EXERCISE → The required output consists solely of the lines from the line containing "Would you mind tagging the running" through the end of the records, copied exactly.

DATA LINES →
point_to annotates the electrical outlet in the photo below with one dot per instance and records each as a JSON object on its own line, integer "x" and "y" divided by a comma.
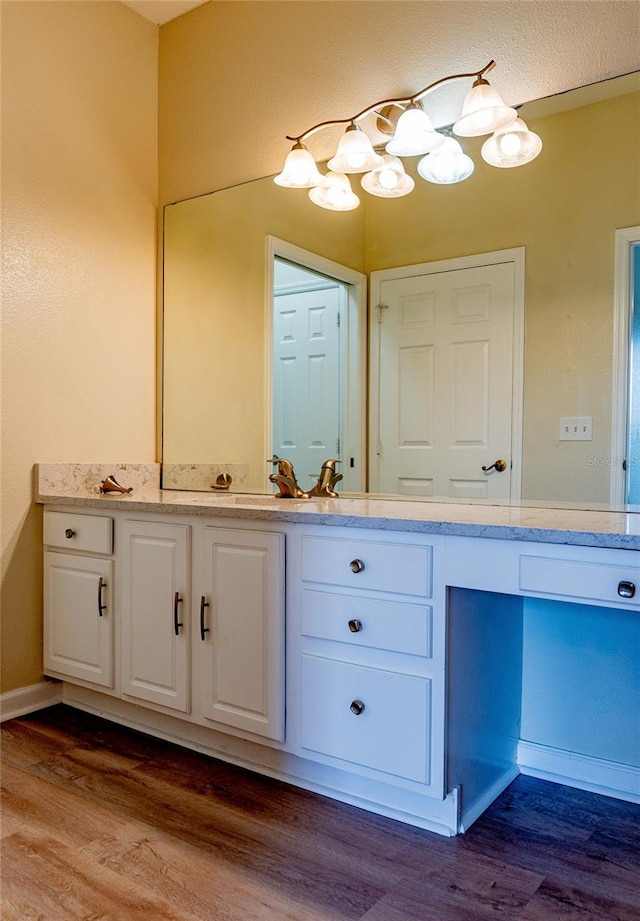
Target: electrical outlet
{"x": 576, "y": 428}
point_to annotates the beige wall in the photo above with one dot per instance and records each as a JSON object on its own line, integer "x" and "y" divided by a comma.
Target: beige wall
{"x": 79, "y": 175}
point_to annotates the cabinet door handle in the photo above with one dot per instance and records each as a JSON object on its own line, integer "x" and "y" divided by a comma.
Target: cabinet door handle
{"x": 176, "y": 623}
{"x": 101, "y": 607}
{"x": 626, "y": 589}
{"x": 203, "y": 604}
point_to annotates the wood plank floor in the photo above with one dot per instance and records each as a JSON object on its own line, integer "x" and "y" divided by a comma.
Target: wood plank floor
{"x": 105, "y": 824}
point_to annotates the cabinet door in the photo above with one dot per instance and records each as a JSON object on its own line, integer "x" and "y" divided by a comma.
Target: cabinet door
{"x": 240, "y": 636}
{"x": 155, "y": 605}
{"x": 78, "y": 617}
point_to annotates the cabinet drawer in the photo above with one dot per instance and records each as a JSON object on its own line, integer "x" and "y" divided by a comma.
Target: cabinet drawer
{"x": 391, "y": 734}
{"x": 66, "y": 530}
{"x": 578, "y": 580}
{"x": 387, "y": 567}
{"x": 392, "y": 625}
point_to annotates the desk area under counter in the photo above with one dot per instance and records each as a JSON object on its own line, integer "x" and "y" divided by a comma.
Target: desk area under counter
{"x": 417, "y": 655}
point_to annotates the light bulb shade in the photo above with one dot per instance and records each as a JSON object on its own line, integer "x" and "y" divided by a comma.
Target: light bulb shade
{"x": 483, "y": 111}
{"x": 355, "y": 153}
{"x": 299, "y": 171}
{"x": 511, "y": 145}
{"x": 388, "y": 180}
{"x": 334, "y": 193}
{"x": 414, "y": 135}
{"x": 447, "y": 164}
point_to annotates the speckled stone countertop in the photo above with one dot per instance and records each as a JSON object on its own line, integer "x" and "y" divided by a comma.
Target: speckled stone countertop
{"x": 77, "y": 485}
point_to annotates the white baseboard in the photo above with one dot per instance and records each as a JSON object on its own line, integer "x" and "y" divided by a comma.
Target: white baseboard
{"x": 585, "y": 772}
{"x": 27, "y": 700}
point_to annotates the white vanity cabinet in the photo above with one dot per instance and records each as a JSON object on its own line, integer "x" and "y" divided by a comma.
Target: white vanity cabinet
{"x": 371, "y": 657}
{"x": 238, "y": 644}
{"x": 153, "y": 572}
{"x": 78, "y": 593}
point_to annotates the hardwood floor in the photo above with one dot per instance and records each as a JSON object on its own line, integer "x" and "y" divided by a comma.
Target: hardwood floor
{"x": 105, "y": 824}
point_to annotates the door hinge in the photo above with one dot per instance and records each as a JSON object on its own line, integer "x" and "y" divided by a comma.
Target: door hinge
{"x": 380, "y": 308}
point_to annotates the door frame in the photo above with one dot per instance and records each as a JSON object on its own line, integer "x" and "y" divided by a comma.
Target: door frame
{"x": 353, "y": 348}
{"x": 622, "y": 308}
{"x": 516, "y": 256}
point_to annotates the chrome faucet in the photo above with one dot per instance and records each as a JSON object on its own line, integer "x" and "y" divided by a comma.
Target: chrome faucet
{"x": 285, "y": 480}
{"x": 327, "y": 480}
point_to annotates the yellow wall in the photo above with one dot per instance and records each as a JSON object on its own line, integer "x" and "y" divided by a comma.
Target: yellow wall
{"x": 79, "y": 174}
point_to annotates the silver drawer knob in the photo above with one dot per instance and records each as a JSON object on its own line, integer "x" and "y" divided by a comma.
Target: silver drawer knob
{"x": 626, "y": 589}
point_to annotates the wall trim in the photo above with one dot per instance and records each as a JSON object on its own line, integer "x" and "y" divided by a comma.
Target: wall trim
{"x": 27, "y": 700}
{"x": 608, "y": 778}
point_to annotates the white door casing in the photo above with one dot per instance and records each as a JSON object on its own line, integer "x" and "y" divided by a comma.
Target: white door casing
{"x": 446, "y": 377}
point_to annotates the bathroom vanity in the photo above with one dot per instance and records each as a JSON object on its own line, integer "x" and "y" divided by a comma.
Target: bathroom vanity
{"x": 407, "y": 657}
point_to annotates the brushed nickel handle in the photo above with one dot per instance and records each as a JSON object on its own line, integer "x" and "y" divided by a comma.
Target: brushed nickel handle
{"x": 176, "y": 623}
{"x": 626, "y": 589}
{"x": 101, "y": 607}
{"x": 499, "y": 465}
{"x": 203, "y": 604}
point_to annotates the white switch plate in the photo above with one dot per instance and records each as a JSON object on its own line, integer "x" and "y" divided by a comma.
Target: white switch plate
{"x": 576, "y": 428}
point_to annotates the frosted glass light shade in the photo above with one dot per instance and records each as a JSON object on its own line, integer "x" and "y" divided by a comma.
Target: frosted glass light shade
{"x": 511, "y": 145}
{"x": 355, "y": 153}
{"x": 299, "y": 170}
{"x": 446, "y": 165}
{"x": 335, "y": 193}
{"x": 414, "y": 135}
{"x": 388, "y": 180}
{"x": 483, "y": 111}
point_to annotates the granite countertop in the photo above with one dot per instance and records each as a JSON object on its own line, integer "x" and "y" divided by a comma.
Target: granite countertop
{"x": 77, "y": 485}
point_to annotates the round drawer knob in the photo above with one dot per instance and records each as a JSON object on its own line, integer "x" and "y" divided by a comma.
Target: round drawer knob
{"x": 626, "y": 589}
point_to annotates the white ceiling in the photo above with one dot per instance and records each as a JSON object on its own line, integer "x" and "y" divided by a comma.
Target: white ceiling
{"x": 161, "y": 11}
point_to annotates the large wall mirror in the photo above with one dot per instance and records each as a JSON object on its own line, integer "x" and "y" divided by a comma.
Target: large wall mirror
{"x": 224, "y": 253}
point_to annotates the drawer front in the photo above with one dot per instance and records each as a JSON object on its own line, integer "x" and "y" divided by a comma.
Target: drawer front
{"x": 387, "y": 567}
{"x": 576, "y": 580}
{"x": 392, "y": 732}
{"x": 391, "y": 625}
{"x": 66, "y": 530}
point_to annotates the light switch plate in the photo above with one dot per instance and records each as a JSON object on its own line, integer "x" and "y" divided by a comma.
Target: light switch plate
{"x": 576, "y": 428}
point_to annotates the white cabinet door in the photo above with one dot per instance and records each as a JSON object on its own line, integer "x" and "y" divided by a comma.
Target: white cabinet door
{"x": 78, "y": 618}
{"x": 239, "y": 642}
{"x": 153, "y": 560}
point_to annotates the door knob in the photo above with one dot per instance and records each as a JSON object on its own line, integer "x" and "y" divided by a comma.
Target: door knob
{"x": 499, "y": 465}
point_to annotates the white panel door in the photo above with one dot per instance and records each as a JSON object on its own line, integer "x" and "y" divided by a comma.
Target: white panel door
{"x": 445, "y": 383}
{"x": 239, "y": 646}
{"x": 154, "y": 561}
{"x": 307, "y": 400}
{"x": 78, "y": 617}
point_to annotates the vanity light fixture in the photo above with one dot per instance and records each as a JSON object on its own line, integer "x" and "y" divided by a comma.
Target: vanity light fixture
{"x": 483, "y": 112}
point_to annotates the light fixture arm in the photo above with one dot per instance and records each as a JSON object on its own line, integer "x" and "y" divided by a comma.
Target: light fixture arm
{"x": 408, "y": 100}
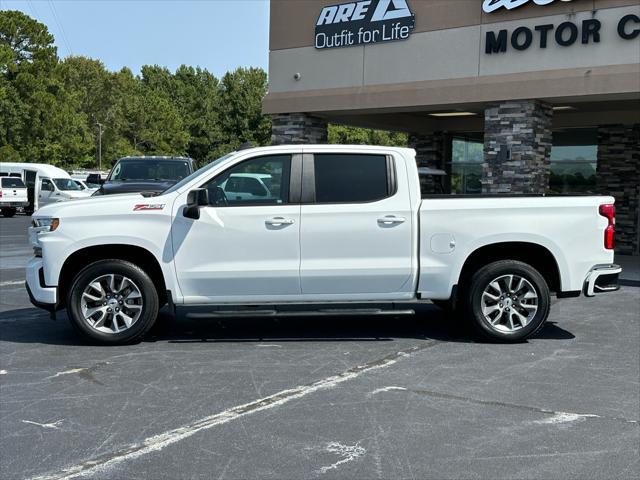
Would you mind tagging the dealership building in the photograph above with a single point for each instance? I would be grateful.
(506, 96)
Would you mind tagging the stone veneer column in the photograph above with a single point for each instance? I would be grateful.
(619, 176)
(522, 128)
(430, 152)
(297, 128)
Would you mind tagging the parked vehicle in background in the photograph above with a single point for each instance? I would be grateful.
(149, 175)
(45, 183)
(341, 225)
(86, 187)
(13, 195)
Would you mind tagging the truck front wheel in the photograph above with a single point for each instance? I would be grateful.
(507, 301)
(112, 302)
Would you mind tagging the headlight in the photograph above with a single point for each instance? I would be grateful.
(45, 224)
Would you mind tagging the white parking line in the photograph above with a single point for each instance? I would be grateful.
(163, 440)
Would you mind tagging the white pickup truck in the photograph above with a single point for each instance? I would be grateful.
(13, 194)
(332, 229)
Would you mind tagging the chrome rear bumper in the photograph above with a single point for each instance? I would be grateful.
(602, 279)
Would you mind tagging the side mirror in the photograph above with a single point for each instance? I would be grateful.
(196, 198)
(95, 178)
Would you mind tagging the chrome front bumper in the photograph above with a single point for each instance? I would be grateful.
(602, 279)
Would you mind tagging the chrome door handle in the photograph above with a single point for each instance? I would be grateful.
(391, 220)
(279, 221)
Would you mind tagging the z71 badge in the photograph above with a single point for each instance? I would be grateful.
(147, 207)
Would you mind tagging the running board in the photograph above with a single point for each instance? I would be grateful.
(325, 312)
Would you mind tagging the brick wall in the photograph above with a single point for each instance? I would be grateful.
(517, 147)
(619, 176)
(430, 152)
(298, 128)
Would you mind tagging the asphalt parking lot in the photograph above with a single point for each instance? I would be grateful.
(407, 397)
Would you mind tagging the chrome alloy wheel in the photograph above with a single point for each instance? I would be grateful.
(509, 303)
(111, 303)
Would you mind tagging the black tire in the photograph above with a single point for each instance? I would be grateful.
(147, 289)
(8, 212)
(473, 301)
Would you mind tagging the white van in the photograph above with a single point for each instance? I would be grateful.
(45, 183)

EXERCISE OUTPUT →
Would you mind tagging the running board in the photograph above with a single point for each instance? I would be grateful.
(325, 312)
Would you mind tagging the brick wall in the photograph above with a single point for each instance? I would be grateful.
(517, 147)
(619, 176)
(430, 152)
(298, 128)
Would you mind tagging the asphalt parking lot in the photograph above with a single point for each instance? I would be grateful.
(407, 397)
Would you mind tagging the chrome alloy wheel in the photograph above with a single point for each instance? I would be grateful.
(509, 303)
(111, 303)
Would you mind tagging the black tire in the photograph above with a single point for each instance? I would be grateful.
(147, 289)
(8, 212)
(473, 301)
Would you mind tagging the white van in the photograph above with a single point for each instance? I would be grateful.
(45, 183)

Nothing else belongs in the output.